Lay out the records below as a two-column CSV with the header record,answer and one row per record. Put its text and its answer each in one quoted field, turn line breaks into spaces, and include only the records between the lines holding "Could you tag the wooden pole" and "point(584, 511)", inclusive.

-- Start of Task inputs --

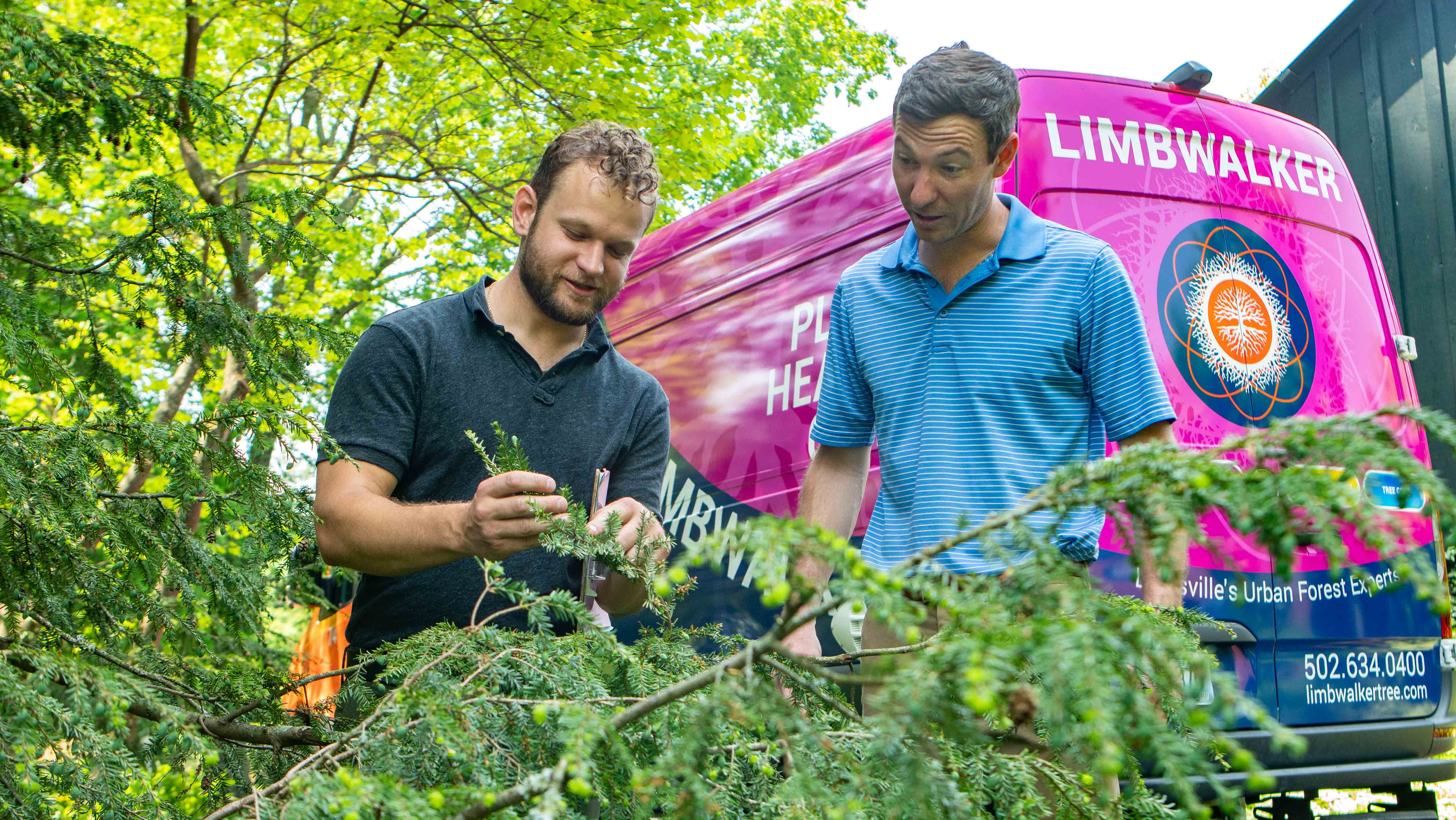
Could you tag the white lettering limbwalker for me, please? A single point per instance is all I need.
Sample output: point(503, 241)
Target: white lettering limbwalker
point(1211, 155)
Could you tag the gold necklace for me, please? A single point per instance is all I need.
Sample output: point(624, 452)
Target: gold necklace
point(586, 330)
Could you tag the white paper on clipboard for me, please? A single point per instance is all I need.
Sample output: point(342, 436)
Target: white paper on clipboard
point(592, 573)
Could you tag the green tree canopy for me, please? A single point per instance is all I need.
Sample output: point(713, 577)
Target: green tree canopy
point(203, 203)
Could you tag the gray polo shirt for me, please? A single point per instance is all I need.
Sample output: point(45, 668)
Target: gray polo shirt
point(421, 376)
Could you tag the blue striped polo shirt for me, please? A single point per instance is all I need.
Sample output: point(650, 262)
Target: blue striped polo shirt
point(1034, 360)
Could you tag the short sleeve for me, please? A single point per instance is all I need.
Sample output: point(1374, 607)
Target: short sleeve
point(638, 473)
point(376, 401)
point(1117, 359)
point(847, 408)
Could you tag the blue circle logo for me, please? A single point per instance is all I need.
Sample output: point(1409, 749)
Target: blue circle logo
point(1237, 322)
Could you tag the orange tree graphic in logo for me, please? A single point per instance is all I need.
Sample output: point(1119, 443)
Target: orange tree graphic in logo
point(1237, 322)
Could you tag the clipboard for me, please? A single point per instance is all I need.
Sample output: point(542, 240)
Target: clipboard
point(592, 572)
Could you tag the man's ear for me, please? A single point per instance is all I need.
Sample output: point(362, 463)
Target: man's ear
point(1007, 155)
point(523, 210)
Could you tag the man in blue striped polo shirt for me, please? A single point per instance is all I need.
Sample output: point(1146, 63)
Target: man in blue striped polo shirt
point(982, 350)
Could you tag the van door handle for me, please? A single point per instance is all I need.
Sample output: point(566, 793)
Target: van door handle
point(1224, 633)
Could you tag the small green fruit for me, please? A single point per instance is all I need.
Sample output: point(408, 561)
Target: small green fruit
point(777, 595)
point(1260, 783)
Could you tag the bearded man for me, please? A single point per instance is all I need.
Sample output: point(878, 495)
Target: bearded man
point(414, 509)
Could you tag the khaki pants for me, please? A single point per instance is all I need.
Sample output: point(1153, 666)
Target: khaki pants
point(876, 636)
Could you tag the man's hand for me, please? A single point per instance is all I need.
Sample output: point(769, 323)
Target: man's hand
point(632, 515)
point(618, 595)
point(501, 522)
point(804, 641)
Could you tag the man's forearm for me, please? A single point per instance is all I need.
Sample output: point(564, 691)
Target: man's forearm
point(621, 596)
point(832, 494)
point(382, 536)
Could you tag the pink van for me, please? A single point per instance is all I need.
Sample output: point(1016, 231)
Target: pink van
point(1264, 298)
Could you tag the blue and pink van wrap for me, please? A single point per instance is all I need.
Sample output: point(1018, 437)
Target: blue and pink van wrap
point(1262, 289)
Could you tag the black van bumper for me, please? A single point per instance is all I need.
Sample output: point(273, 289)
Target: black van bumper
point(1365, 755)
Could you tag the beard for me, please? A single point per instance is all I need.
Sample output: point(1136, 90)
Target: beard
point(545, 286)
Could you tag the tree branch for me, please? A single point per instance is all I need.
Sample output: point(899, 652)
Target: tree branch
point(274, 737)
point(826, 698)
point(848, 658)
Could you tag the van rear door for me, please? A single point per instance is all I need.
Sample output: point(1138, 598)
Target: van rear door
point(1343, 653)
point(1123, 162)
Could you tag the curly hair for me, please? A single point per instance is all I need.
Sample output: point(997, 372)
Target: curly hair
point(619, 153)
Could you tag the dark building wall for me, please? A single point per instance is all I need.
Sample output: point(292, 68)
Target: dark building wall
point(1379, 84)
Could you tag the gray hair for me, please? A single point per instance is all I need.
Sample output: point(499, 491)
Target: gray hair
point(959, 81)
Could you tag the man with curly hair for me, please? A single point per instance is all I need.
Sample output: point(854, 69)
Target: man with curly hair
point(414, 509)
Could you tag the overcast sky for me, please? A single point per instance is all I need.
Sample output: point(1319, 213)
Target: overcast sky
point(1127, 39)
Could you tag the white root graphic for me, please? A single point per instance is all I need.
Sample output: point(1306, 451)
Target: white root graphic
point(1242, 333)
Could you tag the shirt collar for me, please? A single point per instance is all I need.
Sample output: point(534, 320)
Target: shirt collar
point(598, 338)
point(1026, 238)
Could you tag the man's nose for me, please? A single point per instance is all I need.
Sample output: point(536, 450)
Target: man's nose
point(590, 260)
point(922, 194)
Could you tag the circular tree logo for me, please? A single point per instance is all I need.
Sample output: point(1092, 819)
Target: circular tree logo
point(1237, 322)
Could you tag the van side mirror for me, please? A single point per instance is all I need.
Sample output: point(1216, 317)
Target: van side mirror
point(1190, 76)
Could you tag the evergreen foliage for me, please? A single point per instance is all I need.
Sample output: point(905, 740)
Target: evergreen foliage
point(149, 540)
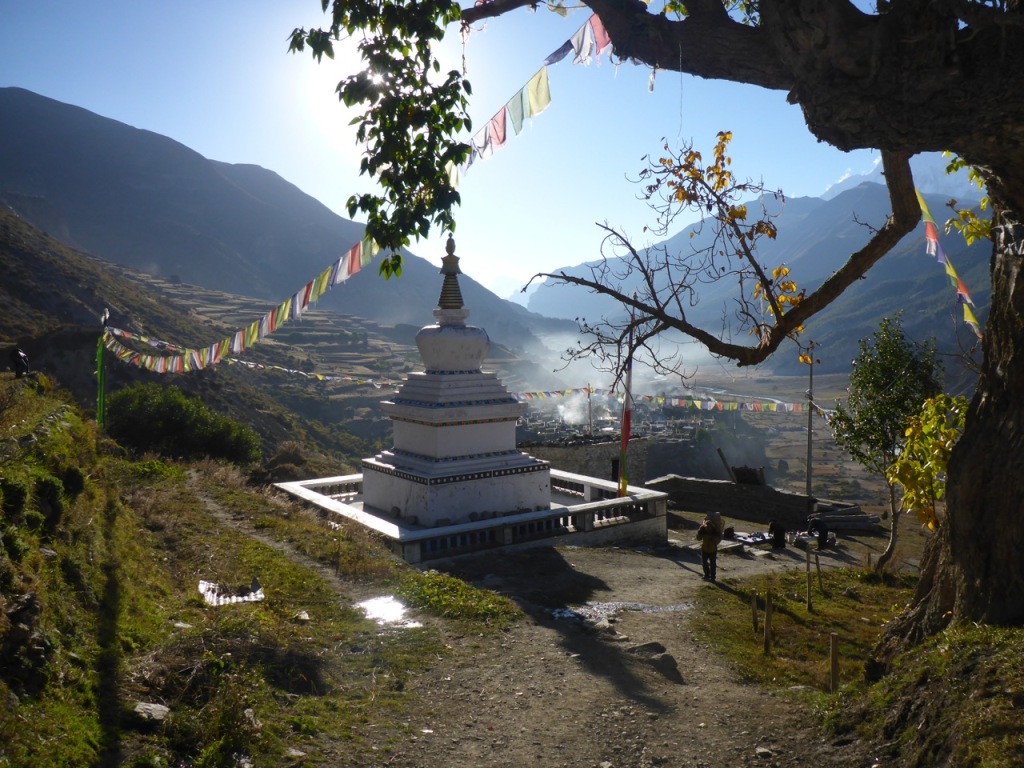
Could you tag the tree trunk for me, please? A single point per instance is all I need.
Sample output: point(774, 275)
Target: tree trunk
point(974, 567)
point(886, 556)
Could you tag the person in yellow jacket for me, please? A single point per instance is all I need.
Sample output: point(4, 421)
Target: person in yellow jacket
point(710, 536)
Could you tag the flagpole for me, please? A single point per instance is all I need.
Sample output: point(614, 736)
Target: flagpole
point(627, 418)
point(100, 374)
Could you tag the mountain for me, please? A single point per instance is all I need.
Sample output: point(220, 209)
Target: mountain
point(151, 204)
point(144, 201)
point(815, 237)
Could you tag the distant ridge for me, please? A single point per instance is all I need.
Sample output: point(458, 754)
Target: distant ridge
point(147, 202)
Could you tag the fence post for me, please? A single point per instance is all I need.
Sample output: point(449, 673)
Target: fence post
point(834, 658)
point(809, 608)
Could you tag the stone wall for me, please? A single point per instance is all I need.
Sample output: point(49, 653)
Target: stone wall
point(759, 504)
point(594, 460)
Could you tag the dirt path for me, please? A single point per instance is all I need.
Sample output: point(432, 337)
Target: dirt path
point(560, 692)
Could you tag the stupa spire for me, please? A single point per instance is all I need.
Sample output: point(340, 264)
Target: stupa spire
point(451, 294)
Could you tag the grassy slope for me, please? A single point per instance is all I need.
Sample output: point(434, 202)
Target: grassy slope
point(99, 609)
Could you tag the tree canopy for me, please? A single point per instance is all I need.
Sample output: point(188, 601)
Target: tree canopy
point(911, 76)
point(891, 380)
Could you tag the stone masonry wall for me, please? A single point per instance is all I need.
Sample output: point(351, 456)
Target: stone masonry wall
point(595, 460)
point(759, 504)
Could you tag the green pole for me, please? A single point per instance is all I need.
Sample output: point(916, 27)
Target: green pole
point(100, 395)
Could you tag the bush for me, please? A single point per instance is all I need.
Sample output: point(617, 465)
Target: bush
point(148, 417)
point(14, 494)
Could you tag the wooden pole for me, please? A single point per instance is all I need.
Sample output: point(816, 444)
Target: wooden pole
point(834, 658)
point(809, 606)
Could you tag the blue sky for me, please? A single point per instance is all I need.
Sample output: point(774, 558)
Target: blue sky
point(216, 77)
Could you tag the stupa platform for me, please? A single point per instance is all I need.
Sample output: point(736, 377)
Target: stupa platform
point(584, 511)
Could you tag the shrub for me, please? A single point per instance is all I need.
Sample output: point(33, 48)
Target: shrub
point(14, 493)
point(164, 420)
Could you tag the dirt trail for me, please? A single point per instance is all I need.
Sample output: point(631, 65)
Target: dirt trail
point(560, 692)
point(632, 689)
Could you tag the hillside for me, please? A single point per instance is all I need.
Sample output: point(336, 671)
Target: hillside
point(114, 656)
point(55, 297)
point(814, 238)
point(145, 202)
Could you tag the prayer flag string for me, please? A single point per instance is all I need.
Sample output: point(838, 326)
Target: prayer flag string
point(934, 248)
point(588, 43)
point(185, 360)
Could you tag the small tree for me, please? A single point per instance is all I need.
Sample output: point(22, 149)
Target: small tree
point(891, 380)
point(148, 417)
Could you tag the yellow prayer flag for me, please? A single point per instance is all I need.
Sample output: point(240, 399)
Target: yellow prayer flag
point(539, 92)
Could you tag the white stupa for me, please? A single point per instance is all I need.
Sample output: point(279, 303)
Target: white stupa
point(455, 457)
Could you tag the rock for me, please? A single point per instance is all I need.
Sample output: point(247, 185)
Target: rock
point(647, 649)
point(667, 665)
point(152, 713)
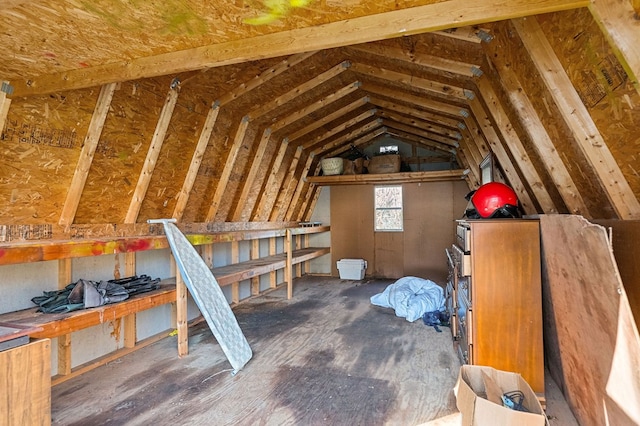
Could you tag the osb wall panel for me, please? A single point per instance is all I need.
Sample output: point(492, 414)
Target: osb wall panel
point(430, 210)
point(516, 124)
point(41, 144)
point(506, 50)
point(601, 82)
point(121, 151)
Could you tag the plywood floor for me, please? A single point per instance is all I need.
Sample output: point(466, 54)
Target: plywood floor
point(326, 357)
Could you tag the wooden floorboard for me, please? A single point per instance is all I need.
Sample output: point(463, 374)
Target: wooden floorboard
point(325, 357)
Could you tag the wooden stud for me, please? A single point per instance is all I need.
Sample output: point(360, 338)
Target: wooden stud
point(130, 332)
point(235, 258)
point(273, 275)
point(86, 155)
point(152, 157)
point(182, 327)
point(578, 120)
point(196, 160)
point(288, 270)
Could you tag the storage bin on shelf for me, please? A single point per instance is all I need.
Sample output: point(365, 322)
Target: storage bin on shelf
point(352, 269)
point(332, 166)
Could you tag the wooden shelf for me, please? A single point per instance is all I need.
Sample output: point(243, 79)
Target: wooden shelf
point(229, 274)
point(401, 177)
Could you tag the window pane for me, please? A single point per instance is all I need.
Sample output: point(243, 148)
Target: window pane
point(389, 220)
point(388, 208)
point(388, 197)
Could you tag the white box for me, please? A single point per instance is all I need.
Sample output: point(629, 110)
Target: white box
point(352, 269)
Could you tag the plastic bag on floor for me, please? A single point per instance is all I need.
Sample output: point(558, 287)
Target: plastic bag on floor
point(411, 297)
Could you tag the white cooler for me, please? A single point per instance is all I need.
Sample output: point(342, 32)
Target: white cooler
point(352, 269)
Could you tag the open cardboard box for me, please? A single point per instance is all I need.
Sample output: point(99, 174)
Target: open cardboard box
point(478, 397)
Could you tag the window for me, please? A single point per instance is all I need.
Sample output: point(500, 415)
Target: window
point(388, 208)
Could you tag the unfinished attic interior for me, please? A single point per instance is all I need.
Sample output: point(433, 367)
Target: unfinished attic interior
point(227, 117)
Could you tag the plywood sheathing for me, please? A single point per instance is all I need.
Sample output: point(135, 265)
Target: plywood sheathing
point(506, 50)
point(589, 323)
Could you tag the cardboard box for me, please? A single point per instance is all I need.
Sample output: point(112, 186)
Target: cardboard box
point(479, 393)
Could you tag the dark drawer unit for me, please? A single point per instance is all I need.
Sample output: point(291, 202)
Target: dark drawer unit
point(494, 296)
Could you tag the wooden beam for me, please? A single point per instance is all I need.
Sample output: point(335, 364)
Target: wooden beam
point(257, 81)
point(412, 117)
point(619, 22)
point(261, 212)
point(228, 168)
point(339, 128)
point(437, 63)
point(328, 118)
point(288, 212)
point(430, 86)
point(196, 160)
point(542, 142)
point(284, 194)
point(400, 177)
point(298, 91)
point(429, 104)
point(86, 155)
point(503, 157)
point(152, 156)
point(577, 118)
point(514, 145)
point(252, 175)
point(396, 23)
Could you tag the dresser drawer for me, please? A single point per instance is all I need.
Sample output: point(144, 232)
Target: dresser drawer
point(462, 259)
point(463, 236)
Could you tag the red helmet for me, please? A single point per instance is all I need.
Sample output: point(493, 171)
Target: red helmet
point(495, 199)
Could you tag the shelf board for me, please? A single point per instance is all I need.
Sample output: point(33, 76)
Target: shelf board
point(401, 177)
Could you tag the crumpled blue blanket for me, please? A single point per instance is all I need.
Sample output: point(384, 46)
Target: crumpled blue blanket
point(411, 297)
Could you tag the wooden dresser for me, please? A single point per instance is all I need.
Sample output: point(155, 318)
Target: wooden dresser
point(494, 296)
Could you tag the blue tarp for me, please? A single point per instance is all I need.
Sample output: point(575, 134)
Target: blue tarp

-- End of Task inputs --

Written solution ::
record,answer
"Could you tag the wooden pole for me, please? A single point per instance is all I need. Sample output: point(816, 444) Target: wooden pole","point(834, 658) point(809, 606)"
"Could you tag the blue sky for me, please? A single point per instance is all I need. Sample output: point(774, 558) Target: blue sky","point(216, 77)"
"Could you tag the stupa platform for me, please? A single point per instance is all I need. Sample output: point(736, 377) Target: stupa platform","point(584, 511)"